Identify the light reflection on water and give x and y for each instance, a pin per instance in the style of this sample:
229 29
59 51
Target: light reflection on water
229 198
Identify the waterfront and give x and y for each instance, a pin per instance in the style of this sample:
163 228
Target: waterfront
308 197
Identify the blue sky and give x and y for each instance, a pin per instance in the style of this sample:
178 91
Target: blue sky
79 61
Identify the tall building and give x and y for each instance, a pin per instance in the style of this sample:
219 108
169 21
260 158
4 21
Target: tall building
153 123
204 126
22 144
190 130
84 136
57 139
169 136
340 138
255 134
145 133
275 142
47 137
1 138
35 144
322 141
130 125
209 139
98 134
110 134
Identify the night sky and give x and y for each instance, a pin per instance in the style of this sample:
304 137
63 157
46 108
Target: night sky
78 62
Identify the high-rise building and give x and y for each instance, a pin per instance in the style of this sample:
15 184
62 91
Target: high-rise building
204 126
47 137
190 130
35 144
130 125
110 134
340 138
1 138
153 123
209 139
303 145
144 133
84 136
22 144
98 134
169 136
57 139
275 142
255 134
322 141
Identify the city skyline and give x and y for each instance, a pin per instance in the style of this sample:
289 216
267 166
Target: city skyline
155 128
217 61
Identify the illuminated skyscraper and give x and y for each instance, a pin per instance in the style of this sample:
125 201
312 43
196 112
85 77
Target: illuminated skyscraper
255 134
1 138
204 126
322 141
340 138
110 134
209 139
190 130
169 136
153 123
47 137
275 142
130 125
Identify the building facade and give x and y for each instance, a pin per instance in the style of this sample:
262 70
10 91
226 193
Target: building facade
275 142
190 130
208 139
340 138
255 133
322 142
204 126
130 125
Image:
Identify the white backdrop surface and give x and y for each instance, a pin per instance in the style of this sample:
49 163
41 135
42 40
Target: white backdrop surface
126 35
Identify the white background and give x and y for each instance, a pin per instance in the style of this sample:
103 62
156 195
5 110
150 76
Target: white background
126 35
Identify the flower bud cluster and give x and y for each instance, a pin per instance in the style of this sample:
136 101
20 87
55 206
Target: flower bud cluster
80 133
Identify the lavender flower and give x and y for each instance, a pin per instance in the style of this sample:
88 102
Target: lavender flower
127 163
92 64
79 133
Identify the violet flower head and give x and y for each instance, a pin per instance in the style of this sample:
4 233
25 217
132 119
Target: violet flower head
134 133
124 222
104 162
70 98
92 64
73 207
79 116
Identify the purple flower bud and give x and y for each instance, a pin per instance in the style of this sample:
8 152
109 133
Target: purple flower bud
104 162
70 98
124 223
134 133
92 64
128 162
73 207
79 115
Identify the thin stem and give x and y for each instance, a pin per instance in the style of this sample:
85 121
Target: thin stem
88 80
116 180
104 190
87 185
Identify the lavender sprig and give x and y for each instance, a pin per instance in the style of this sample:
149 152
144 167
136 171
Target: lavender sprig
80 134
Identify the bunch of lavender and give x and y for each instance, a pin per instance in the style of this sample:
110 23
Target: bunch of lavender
----------
▸ Your objective: Please copy all of the lines above, keeping every word, number, and line break unchanged.

▸ Finished exercise:
Identify the light reflection on water and give x and y for each instance, a pin per instance in the style of this sample:
229 29
59 51
Target: light reflection on water
229 198
Identify the waterfront and give x and y for each instance, a pin per instance in the style of this sample:
163 228
Target: waterfront
308 197
Identify the blue sky and give x and y for each instance, a pin per instance in the style of this sample:
178 91
Target: blue sky
79 61
Identify the tall building and give x and y for each instance, a pin per instance in the style of this sample:
219 108
169 21
260 158
4 21
Target: tall building
153 123
204 126
22 144
190 130
84 136
57 139
169 136
340 138
255 134
145 133
275 142
47 137
1 138
35 144
322 141
130 125
209 139
98 134
110 134
Identify the night sky and give x and y for each instance, a pin per instance in the style of this sample:
304 137
63 157
46 108
Target: night sky
78 62
Identify the high-rise building and give x and y for each instance, a pin per instance in the style of this sample:
15 184
62 91
Target: high-rise building
204 126
47 137
190 130
35 144
130 125
110 134
340 138
1 138
153 123
209 139
303 145
144 133
84 136
22 144
98 134
169 136
57 139
275 142
255 134
322 141
Identify the city skyline and give x and y for each instance, a pin per instance in the style of this sample:
289 216
267 166
Target: city skyline
155 128
217 61
Identify the illuminated skyscraper and give x and y for each instance, a pin per instance in the style of this sample:
125 201
312 43
196 112
85 77
Target: illuminated skyscraper
255 134
1 138
204 126
322 141
340 138
110 134
209 139
190 130
169 136
153 123
47 137
275 142
130 125
Identify the building facade and give x and y for each instance, a pin per instance in the style of this sample:
262 70
10 91
226 193
Target: building facade
275 142
190 130
208 139
340 138
255 133
322 142
204 126
130 125
Image:
Identify the white backdrop surface and give x and y for each instance, a pin per instance in the style of this sample:
49 163
41 135
42 40
Target: white backdrop surface
126 35
Identify the white background and give x and y for each instance, a pin per instance in the style of this sample:
103 62
156 195
5 110
150 76
Target: white background
126 35
Identify the flower bud cluster and give x and y for each instance, a pin per instance in the style of this sample:
136 101
20 87
55 206
Target: flower bud cluster
80 133
Identify the lavender flower and give x and y for each instance, a pin per instance in the style of this sample:
88 102
Target: lavender flower
127 163
92 64
79 133
Identify the violet flower head and give x and y for each instance, a pin per instance in the style of this sample:
4 233
25 217
132 119
Target: violet flower head
134 133
124 222
104 162
70 98
92 64
73 207
79 116
Identify the purple flower bud and give x and y for each instance, a pin per instance in the style of this sample:
8 152
109 133
Target: purple flower bud
104 162
70 98
124 223
134 133
92 64
128 162
73 207
79 115
Identify the thin stem and give x and y for each instance, a pin per instance in the style of this sample:
85 121
Target: thin stem
88 80
116 180
104 190
87 185
Identify the lavender sprig and give x and y for each instance, a pin per instance in the style of this sample:
149 152
144 167
136 171
Target: lavender sprig
80 134
Identify the bunch of lavender and give x and y for each instance, a pin per instance in the style of this sample:
110 23
Target: bunch of lavender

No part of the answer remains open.